● What you need to do
Transcribe the line with "Target: sky" and all the lines that follow it in the material below, exactly as they stand.

● Supplied data

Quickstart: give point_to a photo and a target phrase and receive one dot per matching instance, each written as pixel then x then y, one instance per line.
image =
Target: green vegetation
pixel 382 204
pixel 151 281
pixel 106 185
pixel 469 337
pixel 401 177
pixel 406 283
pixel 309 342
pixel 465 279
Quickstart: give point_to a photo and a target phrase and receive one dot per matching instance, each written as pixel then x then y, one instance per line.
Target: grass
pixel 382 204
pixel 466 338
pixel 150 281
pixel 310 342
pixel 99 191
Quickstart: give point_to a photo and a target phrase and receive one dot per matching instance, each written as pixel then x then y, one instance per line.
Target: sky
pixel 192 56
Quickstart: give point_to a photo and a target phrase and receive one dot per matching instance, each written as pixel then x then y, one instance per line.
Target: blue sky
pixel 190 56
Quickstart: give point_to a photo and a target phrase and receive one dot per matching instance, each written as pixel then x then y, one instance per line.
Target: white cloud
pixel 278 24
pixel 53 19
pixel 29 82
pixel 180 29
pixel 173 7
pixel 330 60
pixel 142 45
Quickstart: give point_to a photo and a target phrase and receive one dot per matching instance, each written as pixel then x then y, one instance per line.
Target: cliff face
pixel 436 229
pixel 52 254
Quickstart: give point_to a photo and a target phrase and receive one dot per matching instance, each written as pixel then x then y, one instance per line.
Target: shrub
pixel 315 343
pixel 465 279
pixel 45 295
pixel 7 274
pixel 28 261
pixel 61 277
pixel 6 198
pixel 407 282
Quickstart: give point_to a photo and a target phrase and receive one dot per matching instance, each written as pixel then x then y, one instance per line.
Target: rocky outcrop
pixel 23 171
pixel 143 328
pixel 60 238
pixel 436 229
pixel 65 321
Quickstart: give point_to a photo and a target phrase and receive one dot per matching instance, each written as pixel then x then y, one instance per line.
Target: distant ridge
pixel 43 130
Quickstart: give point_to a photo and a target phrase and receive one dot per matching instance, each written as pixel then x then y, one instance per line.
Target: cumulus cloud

● Completed exercise
Target: sky
pixel 192 56
Quickstart: give point_to a photo and a target phrase and receive one dot per matching instance, each written as pixel then x then y, one instance per line.
Target: blue sky
pixel 190 56
Quickstart: give point_to a photo and a target phrase and receive one dot per matching instance, each written as pixel then x then y, one instance per line.
Target: white cloud
pixel 278 24
pixel 53 19
pixel 29 82
pixel 180 29
pixel 173 7
pixel 330 60
pixel 142 45
Quickstart: give point_to a photo and a target phrase and receive one dot per matching instance, each written as pixel then x then y, one instance per line.
Target: cliff face
pixel 436 229
pixel 52 254
Quickstart: give point_to a photo and a target phrase and receive one dot per matching instance, each written as pixel then x then y, one instance per line.
Target: shrub
pixel 315 343
pixel 465 279
pixel 45 295
pixel 7 274
pixel 28 261
pixel 61 277
pixel 6 198
pixel 407 282
Quickstart: give point_to a photo and a target phrase and receive one dot per matching instance, each written as pixel then x then y, one instance per line.
Target: rocky outcrop
pixel 23 171
pixel 143 328
pixel 60 238
pixel 436 229
pixel 65 321
Quickstart: give point_to a photo and a target phrase and receive one dot per matching instance, each written as pixel then x then y, one instance per line.
Target: distant ridge
pixel 43 130
Quickstart: give point_to a photo and a target phrase and receive one dot per matching instance, each written as pixel then x then y, one instance per line.
Target: cumulus cloud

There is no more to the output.